▶ **Stated exercise**:
Rewrite the items starting at the line containing "I want to know if any chimney" and ending at the line containing "[851, 456, 875, 484]", replacing "window" with "windowpane" and leaving everything else as it is.

▶ **Source material**:
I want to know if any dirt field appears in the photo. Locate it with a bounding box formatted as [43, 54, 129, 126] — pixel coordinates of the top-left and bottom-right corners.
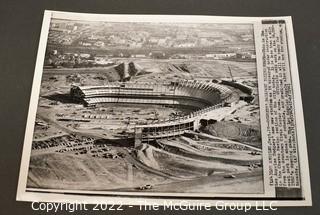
[28, 59, 263, 193]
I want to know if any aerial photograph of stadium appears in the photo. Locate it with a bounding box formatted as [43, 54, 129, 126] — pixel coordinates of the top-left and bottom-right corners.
[27, 18, 264, 194]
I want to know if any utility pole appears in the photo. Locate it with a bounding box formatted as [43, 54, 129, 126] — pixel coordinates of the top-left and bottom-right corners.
[228, 65, 234, 82]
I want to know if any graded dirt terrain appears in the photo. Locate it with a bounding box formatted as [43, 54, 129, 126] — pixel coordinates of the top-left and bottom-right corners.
[28, 59, 263, 193]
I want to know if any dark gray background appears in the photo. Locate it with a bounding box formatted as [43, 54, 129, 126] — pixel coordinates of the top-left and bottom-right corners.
[0, 0, 320, 215]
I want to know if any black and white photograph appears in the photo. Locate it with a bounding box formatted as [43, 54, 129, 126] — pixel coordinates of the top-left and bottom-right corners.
[18, 12, 312, 207]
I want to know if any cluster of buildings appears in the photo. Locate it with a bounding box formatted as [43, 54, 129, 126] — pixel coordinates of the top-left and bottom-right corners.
[49, 21, 253, 48]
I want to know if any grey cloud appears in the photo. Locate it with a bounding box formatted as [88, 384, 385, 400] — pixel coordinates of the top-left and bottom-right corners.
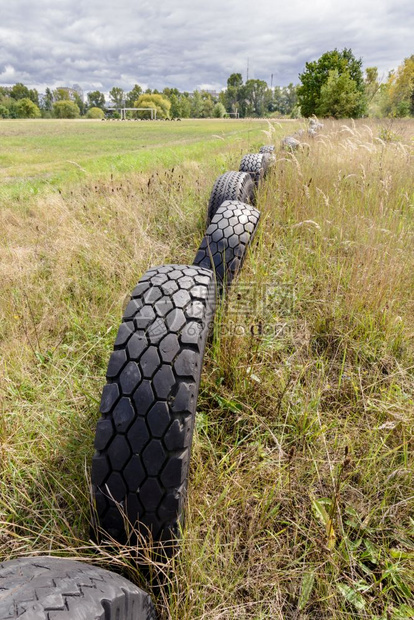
[0, 0, 414, 90]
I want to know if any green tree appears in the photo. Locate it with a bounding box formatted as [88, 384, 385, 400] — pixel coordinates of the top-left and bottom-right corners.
[86, 108, 105, 120]
[298, 48, 365, 116]
[383, 54, 414, 117]
[10, 82, 30, 101]
[135, 94, 171, 118]
[109, 86, 124, 108]
[213, 101, 226, 118]
[16, 97, 41, 118]
[125, 84, 142, 108]
[316, 69, 360, 118]
[53, 88, 70, 101]
[180, 93, 191, 118]
[222, 73, 243, 112]
[42, 88, 53, 112]
[268, 82, 298, 116]
[240, 80, 272, 116]
[73, 91, 86, 116]
[168, 89, 183, 118]
[190, 90, 204, 118]
[53, 99, 80, 118]
[201, 90, 214, 118]
[88, 90, 105, 109]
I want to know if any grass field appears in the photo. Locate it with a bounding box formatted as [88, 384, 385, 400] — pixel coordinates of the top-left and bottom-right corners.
[0, 116, 414, 620]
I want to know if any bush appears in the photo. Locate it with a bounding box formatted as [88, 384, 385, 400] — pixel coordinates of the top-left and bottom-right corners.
[213, 102, 226, 118]
[134, 94, 171, 118]
[16, 97, 41, 118]
[86, 107, 105, 120]
[53, 100, 80, 118]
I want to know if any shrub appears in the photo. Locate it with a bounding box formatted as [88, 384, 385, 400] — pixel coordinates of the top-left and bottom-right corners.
[53, 100, 80, 118]
[213, 101, 226, 118]
[16, 97, 40, 118]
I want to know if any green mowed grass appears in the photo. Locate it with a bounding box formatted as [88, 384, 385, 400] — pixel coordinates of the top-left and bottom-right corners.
[0, 119, 286, 199]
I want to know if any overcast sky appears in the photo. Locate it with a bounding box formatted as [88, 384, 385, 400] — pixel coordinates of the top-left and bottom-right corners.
[0, 0, 414, 92]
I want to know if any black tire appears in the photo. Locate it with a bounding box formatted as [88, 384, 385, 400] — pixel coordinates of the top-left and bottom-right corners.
[240, 153, 269, 186]
[207, 172, 256, 226]
[92, 265, 216, 548]
[259, 144, 275, 153]
[194, 200, 260, 292]
[0, 557, 157, 620]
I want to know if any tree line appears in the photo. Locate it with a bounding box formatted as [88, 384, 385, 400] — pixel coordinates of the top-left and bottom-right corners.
[0, 48, 414, 118]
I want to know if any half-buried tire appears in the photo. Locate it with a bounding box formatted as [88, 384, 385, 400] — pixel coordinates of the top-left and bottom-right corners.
[92, 265, 216, 549]
[259, 144, 275, 153]
[240, 153, 269, 186]
[207, 171, 256, 226]
[0, 557, 157, 620]
[194, 200, 260, 292]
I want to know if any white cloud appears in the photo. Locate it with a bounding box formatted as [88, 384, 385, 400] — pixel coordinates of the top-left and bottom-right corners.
[0, 0, 414, 91]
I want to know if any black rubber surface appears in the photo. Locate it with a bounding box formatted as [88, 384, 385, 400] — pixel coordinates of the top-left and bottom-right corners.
[0, 557, 157, 620]
[92, 265, 216, 544]
[194, 200, 260, 292]
[207, 171, 256, 226]
[240, 153, 269, 185]
[259, 144, 275, 153]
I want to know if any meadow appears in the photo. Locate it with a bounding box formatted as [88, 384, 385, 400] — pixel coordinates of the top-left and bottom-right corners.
[0, 115, 414, 620]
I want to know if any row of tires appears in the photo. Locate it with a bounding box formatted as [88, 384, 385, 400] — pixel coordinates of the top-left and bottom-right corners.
[0, 146, 274, 620]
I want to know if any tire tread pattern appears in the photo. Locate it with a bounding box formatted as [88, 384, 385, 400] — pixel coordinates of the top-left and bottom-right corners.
[194, 200, 260, 292]
[92, 265, 216, 544]
[0, 557, 157, 620]
[240, 153, 269, 186]
[207, 171, 256, 226]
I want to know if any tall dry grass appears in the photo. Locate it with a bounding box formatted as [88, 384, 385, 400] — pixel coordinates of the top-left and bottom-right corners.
[0, 121, 414, 620]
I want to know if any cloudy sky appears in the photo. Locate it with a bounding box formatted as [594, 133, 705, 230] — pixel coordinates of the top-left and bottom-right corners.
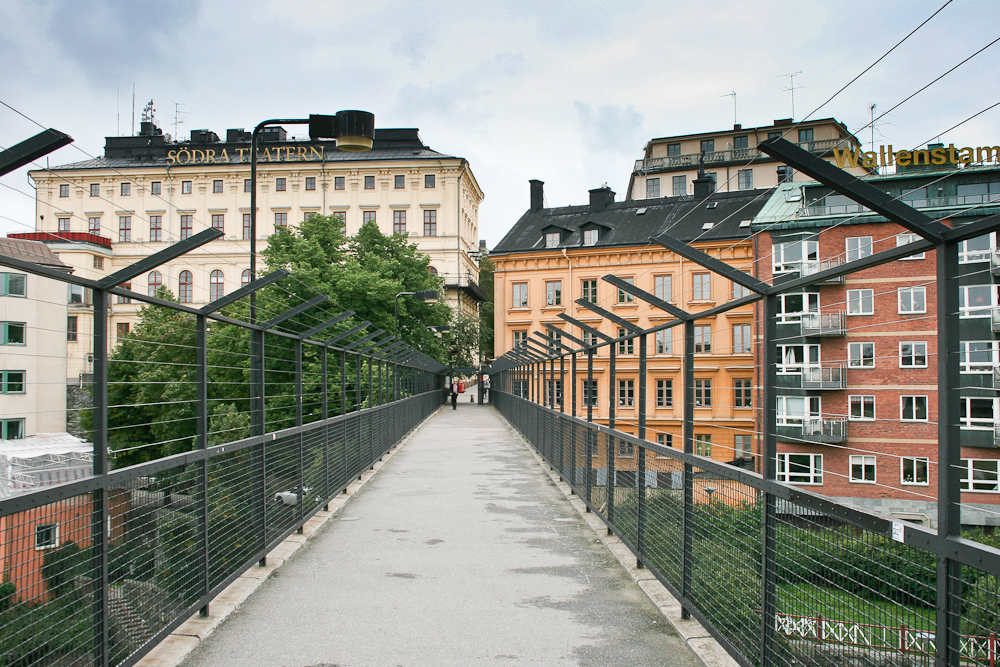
[0, 0, 1000, 247]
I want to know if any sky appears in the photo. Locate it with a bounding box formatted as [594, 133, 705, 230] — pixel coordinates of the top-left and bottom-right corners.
[0, 0, 1000, 248]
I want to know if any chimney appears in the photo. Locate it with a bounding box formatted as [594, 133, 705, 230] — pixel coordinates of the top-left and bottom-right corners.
[590, 185, 615, 211]
[528, 178, 545, 211]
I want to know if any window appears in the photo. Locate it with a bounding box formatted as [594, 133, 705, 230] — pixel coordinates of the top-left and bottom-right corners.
[847, 396, 875, 421]
[694, 324, 712, 354]
[35, 523, 59, 549]
[656, 380, 674, 408]
[653, 275, 674, 301]
[147, 271, 163, 296]
[618, 278, 635, 303]
[208, 269, 226, 301]
[896, 287, 927, 315]
[618, 380, 635, 408]
[847, 289, 875, 315]
[694, 380, 712, 408]
[510, 283, 528, 308]
[778, 454, 823, 484]
[899, 341, 928, 368]
[694, 433, 712, 458]
[671, 176, 687, 197]
[392, 211, 406, 234]
[653, 329, 674, 354]
[545, 280, 562, 306]
[896, 234, 924, 262]
[899, 396, 927, 422]
[847, 236, 872, 262]
[961, 459, 1000, 493]
[0, 322, 27, 345]
[691, 273, 712, 301]
[618, 329, 635, 354]
[776, 396, 820, 426]
[958, 285, 997, 318]
[0, 371, 24, 394]
[733, 379, 753, 408]
[583, 380, 597, 407]
[899, 456, 930, 486]
[0, 273, 28, 296]
[646, 178, 660, 199]
[177, 270, 194, 303]
[733, 324, 751, 354]
[771, 241, 819, 273]
[181, 215, 194, 241]
[847, 343, 875, 368]
[851, 456, 875, 484]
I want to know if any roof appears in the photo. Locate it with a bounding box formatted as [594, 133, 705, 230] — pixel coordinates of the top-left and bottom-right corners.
[490, 188, 774, 257]
[0, 238, 73, 271]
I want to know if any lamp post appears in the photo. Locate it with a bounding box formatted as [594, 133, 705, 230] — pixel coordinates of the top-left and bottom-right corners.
[392, 290, 438, 338]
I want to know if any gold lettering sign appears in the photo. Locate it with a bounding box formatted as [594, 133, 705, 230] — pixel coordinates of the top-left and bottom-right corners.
[167, 146, 323, 164]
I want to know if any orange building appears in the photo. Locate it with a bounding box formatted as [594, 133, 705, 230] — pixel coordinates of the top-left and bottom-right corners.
[490, 179, 771, 467]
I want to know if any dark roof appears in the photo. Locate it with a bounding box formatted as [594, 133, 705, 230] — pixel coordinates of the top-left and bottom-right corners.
[490, 188, 773, 255]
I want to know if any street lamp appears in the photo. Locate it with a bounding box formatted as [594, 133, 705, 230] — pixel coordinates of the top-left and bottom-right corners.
[392, 290, 438, 338]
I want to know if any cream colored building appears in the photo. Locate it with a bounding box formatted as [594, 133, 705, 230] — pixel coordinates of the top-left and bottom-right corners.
[0, 239, 70, 440]
[626, 118, 874, 199]
[25, 122, 485, 380]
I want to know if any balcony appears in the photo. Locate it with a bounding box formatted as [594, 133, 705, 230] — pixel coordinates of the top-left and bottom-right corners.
[800, 311, 847, 337]
[802, 366, 847, 390]
[799, 258, 844, 285]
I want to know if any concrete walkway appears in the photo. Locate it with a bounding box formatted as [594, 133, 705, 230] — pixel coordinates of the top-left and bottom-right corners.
[183, 403, 701, 667]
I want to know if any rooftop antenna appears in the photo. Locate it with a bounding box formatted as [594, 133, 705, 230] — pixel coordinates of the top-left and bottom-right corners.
[719, 90, 737, 127]
[778, 70, 805, 120]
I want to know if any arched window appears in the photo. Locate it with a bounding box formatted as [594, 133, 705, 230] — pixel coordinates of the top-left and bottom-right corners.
[149, 271, 163, 296]
[208, 269, 226, 301]
[177, 271, 194, 303]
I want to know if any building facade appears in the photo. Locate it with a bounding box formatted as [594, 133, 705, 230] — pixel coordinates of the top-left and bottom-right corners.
[25, 121, 485, 382]
[490, 181, 767, 466]
[753, 168, 1000, 526]
[626, 118, 874, 199]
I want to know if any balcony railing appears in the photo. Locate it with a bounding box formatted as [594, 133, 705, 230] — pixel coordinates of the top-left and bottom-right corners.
[802, 366, 847, 390]
[635, 139, 853, 174]
[800, 311, 847, 336]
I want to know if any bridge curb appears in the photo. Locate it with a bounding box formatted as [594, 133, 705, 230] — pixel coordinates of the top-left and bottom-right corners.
[135, 405, 445, 667]
[490, 406, 740, 667]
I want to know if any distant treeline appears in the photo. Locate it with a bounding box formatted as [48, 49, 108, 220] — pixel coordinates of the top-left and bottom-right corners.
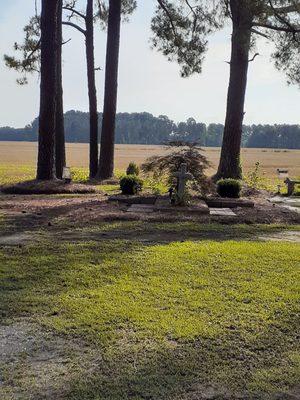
[0, 111, 300, 149]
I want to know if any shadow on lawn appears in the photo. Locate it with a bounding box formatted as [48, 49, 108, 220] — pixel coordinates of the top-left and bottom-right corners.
[62, 310, 300, 400]
[0, 241, 300, 400]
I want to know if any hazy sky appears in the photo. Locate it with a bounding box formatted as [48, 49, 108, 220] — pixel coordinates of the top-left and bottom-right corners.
[0, 0, 300, 127]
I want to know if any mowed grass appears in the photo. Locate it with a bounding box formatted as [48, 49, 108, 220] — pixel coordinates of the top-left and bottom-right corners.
[0, 233, 300, 400]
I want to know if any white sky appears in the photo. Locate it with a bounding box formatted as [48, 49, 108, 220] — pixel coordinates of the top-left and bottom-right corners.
[0, 0, 300, 127]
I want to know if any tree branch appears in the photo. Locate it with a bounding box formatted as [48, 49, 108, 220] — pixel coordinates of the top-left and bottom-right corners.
[63, 6, 86, 19]
[62, 21, 86, 36]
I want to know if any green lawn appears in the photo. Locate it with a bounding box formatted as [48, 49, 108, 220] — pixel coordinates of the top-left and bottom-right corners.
[0, 233, 300, 400]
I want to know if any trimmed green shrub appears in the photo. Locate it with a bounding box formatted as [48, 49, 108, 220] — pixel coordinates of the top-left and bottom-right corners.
[126, 161, 140, 175]
[120, 175, 144, 195]
[217, 178, 242, 198]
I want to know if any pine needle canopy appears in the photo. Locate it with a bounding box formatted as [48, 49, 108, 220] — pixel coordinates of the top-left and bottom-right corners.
[151, 0, 300, 81]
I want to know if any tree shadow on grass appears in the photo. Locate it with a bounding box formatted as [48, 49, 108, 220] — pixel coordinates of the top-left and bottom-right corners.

▶ **Complete answer**:
I want to know if any chimney appears in the photo. Locate it with a bounding box formatted as [594, 133, 705, 230] — pixel coordinates of the top-left and bottom-right corners.
[590, 185, 615, 211]
[528, 178, 545, 211]
I want to know if any windowpane appears in the photo. Locate it with a bounding box formatted as [594, 133, 705, 230] — pixel coordinates of the top-left and bottom-right corners.
[847, 396, 875, 421]
[694, 324, 712, 354]
[35, 523, 59, 549]
[656, 380, 674, 408]
[653, 275, 674, 301]
[147, 271, 163, 296]
[618, 278, 635, 303]
[208, 269, 226, 301]
[896, 287, 927, 315]
[618, 380, 635, 408]
[847, 289, 875, 315]
[694, 380, 712, 408]
[510, 283, 528, 308]
[778, 454, 823, 484]
[899, 341, 928, 368]
[694, 433, 712, 458]
[671, 176, 687, 197]
[392, 211, 406, 234]
[653, 329, 674, 354]
[545, 280, 562, 306]
[896, 234, 924, 262]
[899, 396, 927, 422]
[847, 236, 872, 262]
[961, 459, 1000, 493]
[0, 322, 27, 345]
[691, 273, 712, 301]
[618, 329, 635, 354]
[776, 396, 820, 426]
[958, 285, 997, 318]
[0, 371, 24, 394]
[733, 379, 753, 408]
[583, 380, 597, 407]
[899, 456, 930, 486]
[0, 273, 28, 296]
[646, 178, 660, 199]
[177, 270, 194, 303]
[733, 324, 751, 354]
[771, 241, 819, 273]
[181, 215, 194, 241]
[847, 343, 875, 368]
[851, 456, 875, 484]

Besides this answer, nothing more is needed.